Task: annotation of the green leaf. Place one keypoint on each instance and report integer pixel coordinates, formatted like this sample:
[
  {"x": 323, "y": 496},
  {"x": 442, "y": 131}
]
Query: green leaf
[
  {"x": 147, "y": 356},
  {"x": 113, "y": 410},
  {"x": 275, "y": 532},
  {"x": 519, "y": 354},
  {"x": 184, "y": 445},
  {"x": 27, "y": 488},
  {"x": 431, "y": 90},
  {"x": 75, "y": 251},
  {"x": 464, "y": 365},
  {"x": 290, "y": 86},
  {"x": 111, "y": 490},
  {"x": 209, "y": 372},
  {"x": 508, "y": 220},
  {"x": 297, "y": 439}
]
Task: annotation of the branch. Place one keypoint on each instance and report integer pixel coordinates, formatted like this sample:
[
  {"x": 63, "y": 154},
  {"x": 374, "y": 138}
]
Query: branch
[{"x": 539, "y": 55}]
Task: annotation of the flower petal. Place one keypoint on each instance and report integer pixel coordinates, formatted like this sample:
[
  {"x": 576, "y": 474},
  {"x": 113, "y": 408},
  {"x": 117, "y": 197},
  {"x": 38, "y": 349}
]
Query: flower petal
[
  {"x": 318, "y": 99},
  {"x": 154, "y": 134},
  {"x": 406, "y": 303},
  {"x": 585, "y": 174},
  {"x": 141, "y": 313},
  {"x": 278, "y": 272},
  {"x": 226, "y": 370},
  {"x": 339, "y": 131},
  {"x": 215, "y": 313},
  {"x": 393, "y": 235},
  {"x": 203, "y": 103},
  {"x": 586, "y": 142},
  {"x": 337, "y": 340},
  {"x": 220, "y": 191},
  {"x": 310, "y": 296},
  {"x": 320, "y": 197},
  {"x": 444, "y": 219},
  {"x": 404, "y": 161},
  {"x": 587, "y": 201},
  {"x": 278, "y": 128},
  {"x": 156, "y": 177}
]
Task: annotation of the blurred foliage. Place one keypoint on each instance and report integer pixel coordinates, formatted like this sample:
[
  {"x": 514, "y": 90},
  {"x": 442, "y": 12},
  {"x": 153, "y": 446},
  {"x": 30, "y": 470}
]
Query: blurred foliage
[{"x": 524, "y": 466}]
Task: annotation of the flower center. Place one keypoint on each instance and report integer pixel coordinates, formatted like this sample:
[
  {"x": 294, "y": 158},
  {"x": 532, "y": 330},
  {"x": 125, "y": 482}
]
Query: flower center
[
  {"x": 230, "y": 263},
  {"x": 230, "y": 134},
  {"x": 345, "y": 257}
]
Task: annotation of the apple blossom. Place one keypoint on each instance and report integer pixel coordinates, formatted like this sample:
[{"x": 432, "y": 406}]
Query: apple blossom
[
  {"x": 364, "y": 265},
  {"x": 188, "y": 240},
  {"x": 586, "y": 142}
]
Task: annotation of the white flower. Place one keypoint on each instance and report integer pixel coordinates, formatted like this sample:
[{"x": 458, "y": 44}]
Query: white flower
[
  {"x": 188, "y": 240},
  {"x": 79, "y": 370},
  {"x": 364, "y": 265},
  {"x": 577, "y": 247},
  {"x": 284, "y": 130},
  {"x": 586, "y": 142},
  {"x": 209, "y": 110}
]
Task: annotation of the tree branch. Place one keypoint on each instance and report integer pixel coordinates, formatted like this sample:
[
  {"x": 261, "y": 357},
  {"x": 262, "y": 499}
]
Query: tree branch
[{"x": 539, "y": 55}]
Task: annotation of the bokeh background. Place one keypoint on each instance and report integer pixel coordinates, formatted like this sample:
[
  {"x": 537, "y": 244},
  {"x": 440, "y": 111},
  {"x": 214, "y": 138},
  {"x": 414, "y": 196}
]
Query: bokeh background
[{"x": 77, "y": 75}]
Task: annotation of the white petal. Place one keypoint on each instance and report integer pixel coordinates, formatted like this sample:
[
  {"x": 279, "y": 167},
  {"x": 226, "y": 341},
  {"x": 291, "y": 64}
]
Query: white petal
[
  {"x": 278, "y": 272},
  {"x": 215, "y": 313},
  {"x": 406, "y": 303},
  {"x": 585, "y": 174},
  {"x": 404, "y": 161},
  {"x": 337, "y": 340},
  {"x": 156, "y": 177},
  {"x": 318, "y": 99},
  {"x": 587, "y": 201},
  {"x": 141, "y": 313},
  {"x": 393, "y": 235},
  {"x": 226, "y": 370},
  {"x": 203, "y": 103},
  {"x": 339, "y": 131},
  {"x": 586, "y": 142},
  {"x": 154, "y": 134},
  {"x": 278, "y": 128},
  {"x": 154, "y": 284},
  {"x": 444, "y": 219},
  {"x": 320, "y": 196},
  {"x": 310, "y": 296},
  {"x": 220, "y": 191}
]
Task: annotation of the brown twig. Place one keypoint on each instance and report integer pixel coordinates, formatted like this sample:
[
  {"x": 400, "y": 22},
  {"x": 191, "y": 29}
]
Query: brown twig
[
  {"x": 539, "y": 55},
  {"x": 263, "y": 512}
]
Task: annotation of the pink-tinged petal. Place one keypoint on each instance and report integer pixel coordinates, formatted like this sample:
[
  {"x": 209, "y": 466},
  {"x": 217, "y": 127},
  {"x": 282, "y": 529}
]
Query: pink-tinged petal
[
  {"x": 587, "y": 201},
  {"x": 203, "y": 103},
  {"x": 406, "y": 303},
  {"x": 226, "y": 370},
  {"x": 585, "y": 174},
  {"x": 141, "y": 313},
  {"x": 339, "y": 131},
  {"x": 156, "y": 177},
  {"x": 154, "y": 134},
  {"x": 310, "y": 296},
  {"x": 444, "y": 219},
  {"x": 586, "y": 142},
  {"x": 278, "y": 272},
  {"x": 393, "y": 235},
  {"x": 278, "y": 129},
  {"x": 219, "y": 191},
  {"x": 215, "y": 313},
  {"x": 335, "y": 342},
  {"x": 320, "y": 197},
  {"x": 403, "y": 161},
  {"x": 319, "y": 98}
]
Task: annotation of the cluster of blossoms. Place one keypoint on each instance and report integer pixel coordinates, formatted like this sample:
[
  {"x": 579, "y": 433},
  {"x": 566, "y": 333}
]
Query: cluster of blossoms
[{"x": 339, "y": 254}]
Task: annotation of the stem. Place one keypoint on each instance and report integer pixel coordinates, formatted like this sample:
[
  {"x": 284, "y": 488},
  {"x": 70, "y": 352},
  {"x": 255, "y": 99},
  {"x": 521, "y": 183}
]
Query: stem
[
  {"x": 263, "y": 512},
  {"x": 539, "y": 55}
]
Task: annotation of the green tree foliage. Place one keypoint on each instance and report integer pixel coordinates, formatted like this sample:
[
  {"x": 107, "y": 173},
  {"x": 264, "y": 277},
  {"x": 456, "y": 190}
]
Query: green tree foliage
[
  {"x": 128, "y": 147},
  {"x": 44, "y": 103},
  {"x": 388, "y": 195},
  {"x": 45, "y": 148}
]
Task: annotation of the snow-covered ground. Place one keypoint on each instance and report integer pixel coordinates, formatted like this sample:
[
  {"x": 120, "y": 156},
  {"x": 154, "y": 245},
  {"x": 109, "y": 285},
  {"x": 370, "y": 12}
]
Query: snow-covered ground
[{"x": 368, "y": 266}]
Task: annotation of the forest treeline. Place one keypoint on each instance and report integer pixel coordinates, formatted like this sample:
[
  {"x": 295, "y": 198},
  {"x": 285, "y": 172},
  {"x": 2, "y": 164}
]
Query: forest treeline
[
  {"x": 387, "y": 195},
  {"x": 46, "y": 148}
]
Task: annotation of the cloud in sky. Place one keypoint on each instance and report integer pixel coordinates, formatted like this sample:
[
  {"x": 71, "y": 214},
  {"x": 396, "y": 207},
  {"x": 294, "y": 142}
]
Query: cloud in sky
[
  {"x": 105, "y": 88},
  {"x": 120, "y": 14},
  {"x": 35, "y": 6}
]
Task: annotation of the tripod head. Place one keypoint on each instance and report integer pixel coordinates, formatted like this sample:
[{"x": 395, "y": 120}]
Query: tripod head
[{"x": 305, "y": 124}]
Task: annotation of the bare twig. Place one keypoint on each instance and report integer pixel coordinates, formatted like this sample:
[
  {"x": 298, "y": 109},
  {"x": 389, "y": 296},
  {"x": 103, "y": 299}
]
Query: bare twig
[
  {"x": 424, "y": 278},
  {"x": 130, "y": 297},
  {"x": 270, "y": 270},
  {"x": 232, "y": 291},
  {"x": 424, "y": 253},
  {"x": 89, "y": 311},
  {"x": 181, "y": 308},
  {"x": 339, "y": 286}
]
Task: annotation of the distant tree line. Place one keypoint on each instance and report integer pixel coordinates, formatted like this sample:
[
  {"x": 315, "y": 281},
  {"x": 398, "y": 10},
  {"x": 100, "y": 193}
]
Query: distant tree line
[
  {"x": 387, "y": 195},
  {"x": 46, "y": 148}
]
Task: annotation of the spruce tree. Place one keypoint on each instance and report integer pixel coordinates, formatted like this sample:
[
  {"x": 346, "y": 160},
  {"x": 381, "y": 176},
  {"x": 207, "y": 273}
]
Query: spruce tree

What you have to do: State how many lines of the entries include the word "spruce", giving that number by itself.

Finished exercise: 2